[Location identification entries]
>> start

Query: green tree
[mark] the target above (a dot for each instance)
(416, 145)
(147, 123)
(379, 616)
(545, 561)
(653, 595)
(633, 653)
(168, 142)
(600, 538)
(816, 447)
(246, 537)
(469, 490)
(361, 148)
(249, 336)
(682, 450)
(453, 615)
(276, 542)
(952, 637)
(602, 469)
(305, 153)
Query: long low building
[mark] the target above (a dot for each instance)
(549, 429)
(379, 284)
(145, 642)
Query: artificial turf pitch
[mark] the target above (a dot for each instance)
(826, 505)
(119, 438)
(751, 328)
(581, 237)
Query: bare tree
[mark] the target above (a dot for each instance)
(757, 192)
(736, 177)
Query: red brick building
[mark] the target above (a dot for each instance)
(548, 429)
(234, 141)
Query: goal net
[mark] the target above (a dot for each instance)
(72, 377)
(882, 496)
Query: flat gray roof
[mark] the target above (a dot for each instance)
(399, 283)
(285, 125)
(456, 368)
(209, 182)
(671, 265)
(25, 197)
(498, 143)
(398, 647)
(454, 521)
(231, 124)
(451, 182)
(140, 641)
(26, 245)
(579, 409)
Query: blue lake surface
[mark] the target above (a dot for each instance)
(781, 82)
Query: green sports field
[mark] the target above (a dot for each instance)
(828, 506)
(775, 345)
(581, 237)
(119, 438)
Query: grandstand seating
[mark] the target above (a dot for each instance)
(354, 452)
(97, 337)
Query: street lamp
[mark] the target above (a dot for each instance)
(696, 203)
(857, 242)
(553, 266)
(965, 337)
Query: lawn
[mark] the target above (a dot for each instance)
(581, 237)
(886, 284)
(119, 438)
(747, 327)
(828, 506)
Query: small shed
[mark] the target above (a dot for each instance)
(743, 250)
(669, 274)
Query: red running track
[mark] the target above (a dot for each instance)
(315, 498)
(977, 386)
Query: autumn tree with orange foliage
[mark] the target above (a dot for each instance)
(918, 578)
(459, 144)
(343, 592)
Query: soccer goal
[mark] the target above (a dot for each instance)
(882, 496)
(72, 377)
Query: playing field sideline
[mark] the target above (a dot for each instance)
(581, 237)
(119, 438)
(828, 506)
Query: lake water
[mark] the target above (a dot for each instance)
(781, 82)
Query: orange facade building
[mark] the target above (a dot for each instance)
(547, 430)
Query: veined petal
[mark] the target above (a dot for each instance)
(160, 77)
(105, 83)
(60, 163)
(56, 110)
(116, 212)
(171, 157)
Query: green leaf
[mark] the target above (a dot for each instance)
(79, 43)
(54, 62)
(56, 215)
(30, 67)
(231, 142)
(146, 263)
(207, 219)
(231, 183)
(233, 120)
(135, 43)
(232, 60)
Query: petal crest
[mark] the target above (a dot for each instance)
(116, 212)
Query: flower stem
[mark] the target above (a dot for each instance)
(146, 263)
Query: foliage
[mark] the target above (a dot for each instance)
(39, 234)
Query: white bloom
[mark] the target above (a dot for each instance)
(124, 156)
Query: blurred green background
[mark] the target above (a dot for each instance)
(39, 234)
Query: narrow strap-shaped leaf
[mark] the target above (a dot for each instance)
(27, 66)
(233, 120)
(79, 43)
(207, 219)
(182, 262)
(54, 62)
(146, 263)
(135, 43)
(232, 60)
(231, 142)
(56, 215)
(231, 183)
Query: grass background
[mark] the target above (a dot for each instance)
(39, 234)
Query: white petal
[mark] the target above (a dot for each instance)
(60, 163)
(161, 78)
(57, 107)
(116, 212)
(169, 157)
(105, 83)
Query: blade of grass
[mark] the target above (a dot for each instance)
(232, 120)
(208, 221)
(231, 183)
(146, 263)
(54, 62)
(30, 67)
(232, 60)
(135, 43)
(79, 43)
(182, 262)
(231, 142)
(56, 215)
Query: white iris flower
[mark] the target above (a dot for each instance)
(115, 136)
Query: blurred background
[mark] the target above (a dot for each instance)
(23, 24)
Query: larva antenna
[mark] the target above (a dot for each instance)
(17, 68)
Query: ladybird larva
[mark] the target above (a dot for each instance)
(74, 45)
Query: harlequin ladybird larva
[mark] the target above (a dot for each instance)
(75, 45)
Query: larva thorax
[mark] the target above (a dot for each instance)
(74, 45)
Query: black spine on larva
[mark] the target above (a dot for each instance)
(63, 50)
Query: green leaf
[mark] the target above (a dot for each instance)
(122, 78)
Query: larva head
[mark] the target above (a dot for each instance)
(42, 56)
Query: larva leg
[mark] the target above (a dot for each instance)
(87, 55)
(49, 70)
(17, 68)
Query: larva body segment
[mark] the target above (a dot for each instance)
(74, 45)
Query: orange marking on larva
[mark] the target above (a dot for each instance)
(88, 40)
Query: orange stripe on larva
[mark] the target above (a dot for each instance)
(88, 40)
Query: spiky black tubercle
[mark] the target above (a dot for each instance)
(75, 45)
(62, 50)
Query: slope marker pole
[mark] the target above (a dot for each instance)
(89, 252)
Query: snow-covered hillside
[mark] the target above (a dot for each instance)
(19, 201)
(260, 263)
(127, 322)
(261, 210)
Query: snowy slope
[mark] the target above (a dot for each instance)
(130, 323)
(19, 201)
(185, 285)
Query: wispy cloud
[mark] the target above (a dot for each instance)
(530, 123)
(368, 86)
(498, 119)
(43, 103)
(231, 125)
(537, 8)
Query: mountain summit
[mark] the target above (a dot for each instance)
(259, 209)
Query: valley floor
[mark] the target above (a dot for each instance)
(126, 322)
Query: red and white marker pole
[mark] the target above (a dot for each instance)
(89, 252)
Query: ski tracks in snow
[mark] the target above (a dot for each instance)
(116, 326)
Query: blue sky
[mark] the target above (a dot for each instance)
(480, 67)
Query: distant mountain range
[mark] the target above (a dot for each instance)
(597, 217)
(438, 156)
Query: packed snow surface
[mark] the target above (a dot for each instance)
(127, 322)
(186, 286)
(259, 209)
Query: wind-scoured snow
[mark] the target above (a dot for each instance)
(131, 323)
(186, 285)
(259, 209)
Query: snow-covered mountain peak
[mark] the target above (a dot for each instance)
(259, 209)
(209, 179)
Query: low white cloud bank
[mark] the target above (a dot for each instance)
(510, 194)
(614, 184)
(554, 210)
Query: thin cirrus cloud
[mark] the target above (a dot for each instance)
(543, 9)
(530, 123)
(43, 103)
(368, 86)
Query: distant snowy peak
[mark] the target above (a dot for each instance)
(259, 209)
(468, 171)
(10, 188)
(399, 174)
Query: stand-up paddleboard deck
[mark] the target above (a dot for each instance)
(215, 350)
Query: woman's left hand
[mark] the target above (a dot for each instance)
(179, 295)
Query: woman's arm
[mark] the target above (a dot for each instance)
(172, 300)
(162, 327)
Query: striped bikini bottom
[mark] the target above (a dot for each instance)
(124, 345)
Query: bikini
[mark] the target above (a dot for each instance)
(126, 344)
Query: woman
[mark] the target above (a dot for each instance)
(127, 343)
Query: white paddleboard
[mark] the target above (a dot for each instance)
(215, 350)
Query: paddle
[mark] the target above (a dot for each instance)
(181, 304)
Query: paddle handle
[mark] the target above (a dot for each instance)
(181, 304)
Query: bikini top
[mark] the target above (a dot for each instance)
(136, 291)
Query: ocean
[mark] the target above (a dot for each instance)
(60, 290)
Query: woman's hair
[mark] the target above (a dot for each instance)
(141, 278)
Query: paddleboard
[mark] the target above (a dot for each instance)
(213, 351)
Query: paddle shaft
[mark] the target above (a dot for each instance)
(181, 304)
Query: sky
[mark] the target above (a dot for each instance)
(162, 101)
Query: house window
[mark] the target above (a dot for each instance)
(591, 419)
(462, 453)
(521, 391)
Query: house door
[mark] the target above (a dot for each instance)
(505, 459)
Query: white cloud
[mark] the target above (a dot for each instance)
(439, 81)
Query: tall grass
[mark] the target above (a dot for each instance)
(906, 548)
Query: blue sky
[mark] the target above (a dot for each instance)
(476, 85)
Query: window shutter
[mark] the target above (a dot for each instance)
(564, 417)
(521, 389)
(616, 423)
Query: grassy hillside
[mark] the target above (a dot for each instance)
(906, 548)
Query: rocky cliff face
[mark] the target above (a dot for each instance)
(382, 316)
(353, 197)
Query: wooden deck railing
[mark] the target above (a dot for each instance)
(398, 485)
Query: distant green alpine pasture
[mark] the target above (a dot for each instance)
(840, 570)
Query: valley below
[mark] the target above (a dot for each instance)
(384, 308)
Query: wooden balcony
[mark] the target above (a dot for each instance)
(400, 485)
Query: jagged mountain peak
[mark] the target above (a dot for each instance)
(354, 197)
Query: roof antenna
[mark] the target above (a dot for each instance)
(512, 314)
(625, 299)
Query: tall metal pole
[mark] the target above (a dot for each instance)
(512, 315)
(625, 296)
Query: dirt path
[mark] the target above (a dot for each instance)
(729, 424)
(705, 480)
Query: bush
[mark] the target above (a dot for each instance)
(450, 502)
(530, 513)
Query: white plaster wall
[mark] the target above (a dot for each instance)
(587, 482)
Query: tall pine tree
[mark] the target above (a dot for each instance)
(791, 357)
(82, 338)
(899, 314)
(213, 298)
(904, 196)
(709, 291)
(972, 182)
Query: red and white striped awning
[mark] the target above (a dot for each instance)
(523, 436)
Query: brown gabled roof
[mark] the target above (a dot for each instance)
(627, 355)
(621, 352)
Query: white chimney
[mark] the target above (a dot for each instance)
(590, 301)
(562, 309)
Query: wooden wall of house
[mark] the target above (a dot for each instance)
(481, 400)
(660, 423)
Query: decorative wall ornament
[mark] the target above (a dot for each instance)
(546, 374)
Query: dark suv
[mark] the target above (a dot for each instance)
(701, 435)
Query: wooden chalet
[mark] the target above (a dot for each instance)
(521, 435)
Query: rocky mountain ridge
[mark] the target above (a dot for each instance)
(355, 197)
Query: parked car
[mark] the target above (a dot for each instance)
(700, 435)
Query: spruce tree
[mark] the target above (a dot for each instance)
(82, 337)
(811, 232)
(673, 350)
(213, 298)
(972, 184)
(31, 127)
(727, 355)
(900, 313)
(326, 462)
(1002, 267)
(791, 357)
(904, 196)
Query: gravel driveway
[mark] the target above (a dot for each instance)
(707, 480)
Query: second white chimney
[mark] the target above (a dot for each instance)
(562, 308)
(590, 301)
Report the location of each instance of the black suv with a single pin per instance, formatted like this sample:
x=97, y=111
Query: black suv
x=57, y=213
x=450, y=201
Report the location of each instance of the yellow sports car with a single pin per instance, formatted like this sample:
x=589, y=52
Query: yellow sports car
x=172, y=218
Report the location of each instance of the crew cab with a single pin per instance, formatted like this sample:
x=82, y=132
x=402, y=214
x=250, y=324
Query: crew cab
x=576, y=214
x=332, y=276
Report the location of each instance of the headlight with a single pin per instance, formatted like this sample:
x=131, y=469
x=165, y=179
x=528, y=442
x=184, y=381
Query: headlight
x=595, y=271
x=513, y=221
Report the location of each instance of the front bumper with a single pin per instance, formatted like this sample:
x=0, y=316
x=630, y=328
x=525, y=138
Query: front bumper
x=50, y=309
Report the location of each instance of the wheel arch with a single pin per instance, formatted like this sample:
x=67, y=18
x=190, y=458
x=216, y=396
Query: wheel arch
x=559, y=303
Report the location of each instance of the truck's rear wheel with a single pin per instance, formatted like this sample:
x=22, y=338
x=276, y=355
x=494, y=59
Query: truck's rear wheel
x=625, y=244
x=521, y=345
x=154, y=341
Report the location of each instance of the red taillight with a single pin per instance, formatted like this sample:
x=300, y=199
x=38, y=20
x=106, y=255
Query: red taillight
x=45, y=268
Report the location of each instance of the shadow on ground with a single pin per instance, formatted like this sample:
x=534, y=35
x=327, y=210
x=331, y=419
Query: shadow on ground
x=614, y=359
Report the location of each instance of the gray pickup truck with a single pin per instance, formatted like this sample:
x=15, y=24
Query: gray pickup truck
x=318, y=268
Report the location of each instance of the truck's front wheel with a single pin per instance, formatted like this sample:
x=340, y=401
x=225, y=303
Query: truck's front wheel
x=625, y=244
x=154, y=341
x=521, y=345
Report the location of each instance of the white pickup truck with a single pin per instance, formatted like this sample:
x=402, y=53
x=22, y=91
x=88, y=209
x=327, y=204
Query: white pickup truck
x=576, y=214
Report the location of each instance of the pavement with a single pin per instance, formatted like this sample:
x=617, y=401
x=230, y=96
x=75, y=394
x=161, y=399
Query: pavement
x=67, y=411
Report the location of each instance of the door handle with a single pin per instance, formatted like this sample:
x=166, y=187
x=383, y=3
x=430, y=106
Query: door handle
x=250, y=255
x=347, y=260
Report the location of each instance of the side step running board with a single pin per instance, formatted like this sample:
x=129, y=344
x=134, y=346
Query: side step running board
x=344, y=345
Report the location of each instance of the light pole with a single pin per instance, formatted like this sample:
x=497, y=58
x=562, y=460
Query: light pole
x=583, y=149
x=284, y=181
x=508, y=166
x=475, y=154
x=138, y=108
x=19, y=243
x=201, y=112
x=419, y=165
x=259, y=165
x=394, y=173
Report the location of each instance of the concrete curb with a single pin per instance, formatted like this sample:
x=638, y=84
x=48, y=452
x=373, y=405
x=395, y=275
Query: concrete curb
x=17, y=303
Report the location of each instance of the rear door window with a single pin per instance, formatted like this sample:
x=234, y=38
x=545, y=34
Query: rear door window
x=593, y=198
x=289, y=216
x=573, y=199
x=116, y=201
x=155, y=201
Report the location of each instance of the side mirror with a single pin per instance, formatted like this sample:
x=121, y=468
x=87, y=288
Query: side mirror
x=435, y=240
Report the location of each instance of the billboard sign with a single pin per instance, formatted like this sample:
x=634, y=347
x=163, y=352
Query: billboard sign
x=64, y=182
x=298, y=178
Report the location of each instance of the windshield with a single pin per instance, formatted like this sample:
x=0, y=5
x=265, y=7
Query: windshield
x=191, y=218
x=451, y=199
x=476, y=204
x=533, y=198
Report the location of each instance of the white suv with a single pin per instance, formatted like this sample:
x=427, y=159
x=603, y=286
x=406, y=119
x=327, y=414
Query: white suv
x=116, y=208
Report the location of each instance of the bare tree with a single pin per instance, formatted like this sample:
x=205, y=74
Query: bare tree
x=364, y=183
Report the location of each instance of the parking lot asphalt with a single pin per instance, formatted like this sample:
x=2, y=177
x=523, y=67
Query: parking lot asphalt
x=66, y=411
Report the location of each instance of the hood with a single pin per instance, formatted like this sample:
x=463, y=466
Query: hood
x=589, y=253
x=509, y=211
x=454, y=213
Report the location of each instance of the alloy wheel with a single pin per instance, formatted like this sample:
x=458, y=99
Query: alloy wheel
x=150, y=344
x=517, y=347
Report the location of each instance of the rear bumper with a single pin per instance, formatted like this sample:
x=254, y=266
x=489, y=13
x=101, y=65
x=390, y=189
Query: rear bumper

>> end

With both ends included, please retype exactly the lines from the line containing "Report the location of each instance of the white suv" to the final line of the data.

Report the location of each instance of the white suv with a single pin per instance, formatted like this sample:
x=427, y=159
x=603, y=286
x=406, y=119
x=327, y=414
Query: white suv
x=116, y=208
Report the location of each instance of the bare tree with a single pin per instance, formatted like this sample:
x=205, y=74
Query: bare tree
x=364, y=183
Report the location of each instance of the parking lot asphalt with a single pin per instance, formatted like this sample:
x=2, y=177
x=523, y=67
Query: parking lot asphalt
x=66, y=411
Report the location of each instance of the hood with a single pin per instance, formatted like this sample:
x=463, y=466
Query: hood
x=589, y=253
x=509, y=211
x=454, y=213
Report the location of each instance of the alloy wheel with a single pin per instance, formatted like this sample:
x=458, y=99
Query: alloy wheel
x=150, y=344
x=517, y=347
Report the location of each instance of the rear bumper with a single pin per instance, formatted like this sample:
x=254, y=266
x=489, y=13
x=101, y=65
x=390, y=189
Query: rear bumper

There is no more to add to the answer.